==== Data ====
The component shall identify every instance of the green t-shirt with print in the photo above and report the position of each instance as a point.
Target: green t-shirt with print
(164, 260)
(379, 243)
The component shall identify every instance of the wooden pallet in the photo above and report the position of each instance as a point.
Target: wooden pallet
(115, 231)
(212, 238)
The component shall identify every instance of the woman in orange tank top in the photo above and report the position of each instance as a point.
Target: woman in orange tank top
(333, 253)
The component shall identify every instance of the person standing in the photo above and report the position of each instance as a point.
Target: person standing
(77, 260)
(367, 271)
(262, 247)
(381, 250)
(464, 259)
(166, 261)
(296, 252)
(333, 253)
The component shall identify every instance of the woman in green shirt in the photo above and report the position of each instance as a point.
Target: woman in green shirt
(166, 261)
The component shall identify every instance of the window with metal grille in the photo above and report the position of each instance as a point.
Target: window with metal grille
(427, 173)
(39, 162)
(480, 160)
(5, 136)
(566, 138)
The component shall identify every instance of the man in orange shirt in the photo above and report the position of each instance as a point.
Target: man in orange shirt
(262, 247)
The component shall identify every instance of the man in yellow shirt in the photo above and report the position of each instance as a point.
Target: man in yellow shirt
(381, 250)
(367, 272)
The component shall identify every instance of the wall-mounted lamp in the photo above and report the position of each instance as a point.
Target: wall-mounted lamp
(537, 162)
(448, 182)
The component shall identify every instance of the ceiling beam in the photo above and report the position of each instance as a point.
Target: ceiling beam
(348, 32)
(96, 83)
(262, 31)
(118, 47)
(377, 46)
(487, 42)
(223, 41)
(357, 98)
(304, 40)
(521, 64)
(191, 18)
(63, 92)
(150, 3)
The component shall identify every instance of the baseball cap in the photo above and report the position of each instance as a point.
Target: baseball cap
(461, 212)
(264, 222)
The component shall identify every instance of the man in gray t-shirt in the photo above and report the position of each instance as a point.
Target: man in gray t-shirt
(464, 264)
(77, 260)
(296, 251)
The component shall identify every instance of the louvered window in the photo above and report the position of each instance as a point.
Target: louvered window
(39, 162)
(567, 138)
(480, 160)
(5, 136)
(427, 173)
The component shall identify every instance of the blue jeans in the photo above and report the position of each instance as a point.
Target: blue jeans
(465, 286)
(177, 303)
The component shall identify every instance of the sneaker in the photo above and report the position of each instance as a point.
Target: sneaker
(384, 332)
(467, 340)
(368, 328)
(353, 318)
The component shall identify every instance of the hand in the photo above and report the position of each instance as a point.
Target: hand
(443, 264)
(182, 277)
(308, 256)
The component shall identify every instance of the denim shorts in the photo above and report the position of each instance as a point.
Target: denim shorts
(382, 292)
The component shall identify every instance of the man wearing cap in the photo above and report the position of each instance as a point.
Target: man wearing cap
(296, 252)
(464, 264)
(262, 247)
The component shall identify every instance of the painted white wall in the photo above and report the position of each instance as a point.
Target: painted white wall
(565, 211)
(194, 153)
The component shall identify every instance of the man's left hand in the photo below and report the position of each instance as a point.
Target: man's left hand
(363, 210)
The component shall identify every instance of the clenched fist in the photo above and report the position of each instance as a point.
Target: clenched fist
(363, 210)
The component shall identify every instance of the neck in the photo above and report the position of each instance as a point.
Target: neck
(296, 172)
====
How to complete this task: Word for word, restate the listing above from its first line to the line with "The component shall identify every instance of the man in orange", keeping both.

Written answer:
The component shall identify every instance of the green t-shirt with print in the photo above and report the position of each instance as a point.
Target: green t-shirt with print
(164, 260)
(379, 243)
The component shall identify every instance of the wooden pallet in the photo above and report the position of each instance as a point.
Target: wooden pallet
(115, 231)
(212, 238)
The component shall identify every instance of the woman in orange tank top in the photo above and report the position of each instance as a point.
Target: woman in orange tank top
(333, 253)
The component shall identify every instance of the person standing in the photo above and report the position of each instance as a point.
Target: person standing
(77, 260)
(367, 271)
(262, 247)
(381, 250)
(464, 259)
(166, 261)
(296, 252)
(333, 253)
The component shall identify every instance of the woman in green shirt in the photo above and report the position of each instance as a point.
Target: woman in green shirt
(166, 261)
The component shall identify every instance of the window with metal grille in the photo above and report the position of each instance as a point.
Target: window with metal grille
(427, 173)
(39, 162)
(480, 160)
(5, 136)
(566, 138)
The component shall identify every instance of the man in orange shirt in the photo above and report the position of each instance as a point.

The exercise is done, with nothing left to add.